[Texte choisi]:
----

Comment inciter les paroisses à l’expression de la foi en langue bretonne ?

Amzer-lenn / Temps de lecture : 7 min

Le chant breton a-t-il la place qui normalement devrait lui revenir dans nos églises ?

Si les concerts de groupes comme les Kanerion Pleuigner, les Kaloneù Derv Bro Pondi, le Trio Kervarec et bien d ‘autres sont des lieux qui permettent d’entendre nos chants, les moments religieux sont bien moindres. Exit les cantiques bretons, sauf durant les pardons à qui on laisse encore un peu de liberté pour chanter le cantique local, voire quelques autres. Et encore, ça dépend où ! Ceux qui sont attachés à leur propre culture ne semble plus être que les derniers des mohicans au sein d’une hégémonie monolithique, issue d’un impérialisme linguistique, dans laquelle la langue du coeur n’a plus sa place.

Peu importe la paroisse, on retrouve les mêmes chants, les mêmes airs, issus des mêmes carnets anciens ou du renouveau charismatique. Pourquoi toujours faire appel au même répertoire dans nos liturgies ? Au Pays Basque, en Corse, à Tahiti, et ailleurs, on a la joie d’entendre des chants traditionnels durant les messes dominicales, tout au long de l’année. Pourquoi est-ce si compliqué en Bretagne d’entendre des chants bretons ? Nous vous proposons donc aujourd’hui des pistes d’action.

----

[Consignes à suivre]:
(a) D'après le texte sur le chant breton à l'église, à quelle occasion laisse-t-on encore un peu de liberté pour chanter le cantique local ?
(b) Poursuivez le texte sur le chant breton dans les églises à partir de sa dernière phrase.

[Liste fournie]:
----

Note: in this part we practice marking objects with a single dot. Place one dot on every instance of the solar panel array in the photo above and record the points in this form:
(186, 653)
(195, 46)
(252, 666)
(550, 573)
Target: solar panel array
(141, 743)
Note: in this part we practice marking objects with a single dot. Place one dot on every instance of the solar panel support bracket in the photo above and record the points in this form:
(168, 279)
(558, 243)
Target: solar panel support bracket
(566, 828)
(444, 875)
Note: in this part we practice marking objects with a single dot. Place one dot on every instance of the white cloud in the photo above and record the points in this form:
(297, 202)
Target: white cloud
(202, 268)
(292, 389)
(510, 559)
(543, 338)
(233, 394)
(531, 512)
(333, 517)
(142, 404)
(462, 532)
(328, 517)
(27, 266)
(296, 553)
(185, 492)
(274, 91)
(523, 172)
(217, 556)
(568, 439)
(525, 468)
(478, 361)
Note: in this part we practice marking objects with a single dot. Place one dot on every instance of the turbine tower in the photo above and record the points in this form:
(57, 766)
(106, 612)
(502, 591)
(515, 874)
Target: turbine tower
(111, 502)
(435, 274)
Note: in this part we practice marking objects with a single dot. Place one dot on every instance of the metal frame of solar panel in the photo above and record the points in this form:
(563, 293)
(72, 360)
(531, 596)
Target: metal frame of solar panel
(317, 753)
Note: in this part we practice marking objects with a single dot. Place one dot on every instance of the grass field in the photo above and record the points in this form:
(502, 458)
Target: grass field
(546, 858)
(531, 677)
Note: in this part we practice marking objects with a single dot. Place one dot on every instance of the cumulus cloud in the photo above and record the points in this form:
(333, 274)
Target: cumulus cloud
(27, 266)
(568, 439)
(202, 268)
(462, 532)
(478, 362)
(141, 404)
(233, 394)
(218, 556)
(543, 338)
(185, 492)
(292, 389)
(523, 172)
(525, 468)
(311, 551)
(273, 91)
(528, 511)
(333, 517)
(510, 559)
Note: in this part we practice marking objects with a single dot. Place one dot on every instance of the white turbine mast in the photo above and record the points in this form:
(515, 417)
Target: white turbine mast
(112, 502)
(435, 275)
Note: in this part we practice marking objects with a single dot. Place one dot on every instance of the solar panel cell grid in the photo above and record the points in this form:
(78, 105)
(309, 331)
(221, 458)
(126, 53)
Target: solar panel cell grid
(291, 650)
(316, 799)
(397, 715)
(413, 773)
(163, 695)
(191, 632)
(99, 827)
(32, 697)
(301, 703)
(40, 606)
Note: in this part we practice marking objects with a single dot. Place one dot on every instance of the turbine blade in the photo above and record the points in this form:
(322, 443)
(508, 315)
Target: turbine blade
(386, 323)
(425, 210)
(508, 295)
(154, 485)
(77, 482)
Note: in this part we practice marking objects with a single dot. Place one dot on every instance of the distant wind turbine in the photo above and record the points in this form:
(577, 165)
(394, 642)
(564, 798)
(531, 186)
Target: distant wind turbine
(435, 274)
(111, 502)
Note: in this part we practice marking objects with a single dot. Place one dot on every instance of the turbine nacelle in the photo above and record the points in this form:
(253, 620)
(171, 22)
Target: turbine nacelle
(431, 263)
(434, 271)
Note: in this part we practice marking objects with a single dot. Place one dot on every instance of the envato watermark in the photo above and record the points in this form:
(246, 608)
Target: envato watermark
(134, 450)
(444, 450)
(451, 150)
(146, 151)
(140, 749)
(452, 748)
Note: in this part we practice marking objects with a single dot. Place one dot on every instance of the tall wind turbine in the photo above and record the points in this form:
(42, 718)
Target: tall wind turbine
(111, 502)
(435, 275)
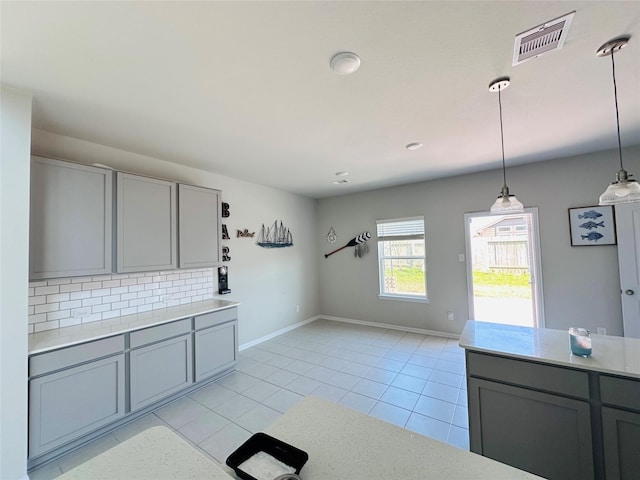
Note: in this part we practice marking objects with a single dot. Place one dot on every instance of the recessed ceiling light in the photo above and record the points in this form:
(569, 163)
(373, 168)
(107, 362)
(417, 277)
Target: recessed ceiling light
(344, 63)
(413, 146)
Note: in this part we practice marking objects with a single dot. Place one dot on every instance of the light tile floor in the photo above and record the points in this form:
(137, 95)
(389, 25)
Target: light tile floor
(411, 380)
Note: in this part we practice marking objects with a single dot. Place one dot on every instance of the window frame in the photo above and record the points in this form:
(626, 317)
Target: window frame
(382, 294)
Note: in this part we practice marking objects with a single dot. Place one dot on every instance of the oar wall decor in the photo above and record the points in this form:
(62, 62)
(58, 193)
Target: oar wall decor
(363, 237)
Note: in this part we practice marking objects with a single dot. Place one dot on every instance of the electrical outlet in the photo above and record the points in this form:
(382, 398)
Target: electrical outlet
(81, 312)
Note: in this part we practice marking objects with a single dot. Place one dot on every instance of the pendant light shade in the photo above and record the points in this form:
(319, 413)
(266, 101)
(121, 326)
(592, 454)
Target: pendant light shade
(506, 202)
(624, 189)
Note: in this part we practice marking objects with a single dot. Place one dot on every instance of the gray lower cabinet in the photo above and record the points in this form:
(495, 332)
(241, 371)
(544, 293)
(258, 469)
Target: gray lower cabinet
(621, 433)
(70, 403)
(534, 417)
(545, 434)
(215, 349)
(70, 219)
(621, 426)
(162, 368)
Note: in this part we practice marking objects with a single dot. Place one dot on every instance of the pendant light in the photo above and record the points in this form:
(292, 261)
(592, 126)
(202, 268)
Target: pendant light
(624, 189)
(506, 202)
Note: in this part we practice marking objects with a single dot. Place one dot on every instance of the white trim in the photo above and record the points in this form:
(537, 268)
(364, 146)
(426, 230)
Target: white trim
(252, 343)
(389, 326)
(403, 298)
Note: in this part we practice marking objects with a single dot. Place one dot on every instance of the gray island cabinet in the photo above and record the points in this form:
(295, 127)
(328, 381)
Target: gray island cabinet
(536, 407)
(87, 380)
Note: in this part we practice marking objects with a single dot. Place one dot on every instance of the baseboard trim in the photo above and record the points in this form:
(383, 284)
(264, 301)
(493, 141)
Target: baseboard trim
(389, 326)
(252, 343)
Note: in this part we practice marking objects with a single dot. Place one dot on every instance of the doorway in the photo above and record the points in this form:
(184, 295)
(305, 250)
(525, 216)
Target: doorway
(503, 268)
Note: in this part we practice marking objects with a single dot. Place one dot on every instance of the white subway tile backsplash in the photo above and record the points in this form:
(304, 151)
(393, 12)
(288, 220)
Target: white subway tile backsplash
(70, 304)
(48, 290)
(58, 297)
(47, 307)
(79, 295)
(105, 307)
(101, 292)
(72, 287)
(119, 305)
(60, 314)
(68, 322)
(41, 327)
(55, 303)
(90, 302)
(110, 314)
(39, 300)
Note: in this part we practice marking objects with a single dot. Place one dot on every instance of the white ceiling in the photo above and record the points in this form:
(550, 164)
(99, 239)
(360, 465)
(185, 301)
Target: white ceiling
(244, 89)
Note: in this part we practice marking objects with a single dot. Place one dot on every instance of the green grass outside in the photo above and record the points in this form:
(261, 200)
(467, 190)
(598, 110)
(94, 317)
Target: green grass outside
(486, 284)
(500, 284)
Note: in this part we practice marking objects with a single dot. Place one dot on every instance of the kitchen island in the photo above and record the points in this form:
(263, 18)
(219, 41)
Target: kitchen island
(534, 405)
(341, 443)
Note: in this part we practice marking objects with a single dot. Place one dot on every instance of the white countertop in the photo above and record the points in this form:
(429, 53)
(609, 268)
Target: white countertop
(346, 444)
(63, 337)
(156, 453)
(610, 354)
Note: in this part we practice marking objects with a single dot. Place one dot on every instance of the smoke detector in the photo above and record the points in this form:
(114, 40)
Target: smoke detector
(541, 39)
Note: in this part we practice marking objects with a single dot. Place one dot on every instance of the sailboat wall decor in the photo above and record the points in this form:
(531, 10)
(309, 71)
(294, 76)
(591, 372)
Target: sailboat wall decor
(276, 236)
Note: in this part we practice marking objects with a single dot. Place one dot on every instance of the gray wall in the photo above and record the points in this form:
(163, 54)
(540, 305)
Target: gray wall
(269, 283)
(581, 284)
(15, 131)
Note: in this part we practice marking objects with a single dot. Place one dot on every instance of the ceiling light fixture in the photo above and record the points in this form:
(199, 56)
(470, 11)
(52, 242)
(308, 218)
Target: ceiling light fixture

----

[Réponses données]:
(a) Durant les pardons.

(b)
Une unité musicale dans la liturgie

Aujourd’hui, on retrouve les mêmes messes tout au long de l’année : St Paul, Pro Europa, St Boniface, Peuple de Dieu, Petite messe, St Jean… Or avant, en fonction du temps liturgique, le Kyriale (l’ordinaire de la messe) variait : on avait la messe Orbis Factor pour les dimanches en vert, le kyriale I Lux et Origo pour le Temps Pascal ou le kyriale XVII pour l’Avent et le Carême, le Kyriale IX Cum Jubilo pour les fêtes de la Vierge ou encore la messe des défunts (Kyriale XVIII) pour les funérailles, etc… Cela exprimait une certaine catholicité en même temps qu’on ponctuait l’année liturgique avec des musiques dédiées au temps liturgique, nourrissant la piété populaire en harmonie avec le cycle de la Liturgie. On retrouvait cela partout. Et les cantiques locaux (bretons dans notre cas) prenaient bonne place dans ce concert sacré chantant le saint mystère, enracinant cette foi dans une réalité culturelle concrète.

Tout cela a été plus ou moins effacé en même temps dans l’idée que le progressisme liturgique imposait l’éradication des langues locales, alors que l’inclusion de chants bretons dans le répertoire des messes peut être un moyen merveilleux de célébrer le Christ Jésus via la richesse culturelle de la Bretagne. Une richesse musicale auquel le monde séculier ne manque pas de faire honneur, que ce soit via les artistes bretons en concert, les bagadoù… Il suffit de voir comment sont fréquentés les concerts de chants sacrés bretons, d’orgue & bombarde… pour se dire qu’une vraie pastorale peut exister pour peu que l’on s’intéresse au fond culturel breton.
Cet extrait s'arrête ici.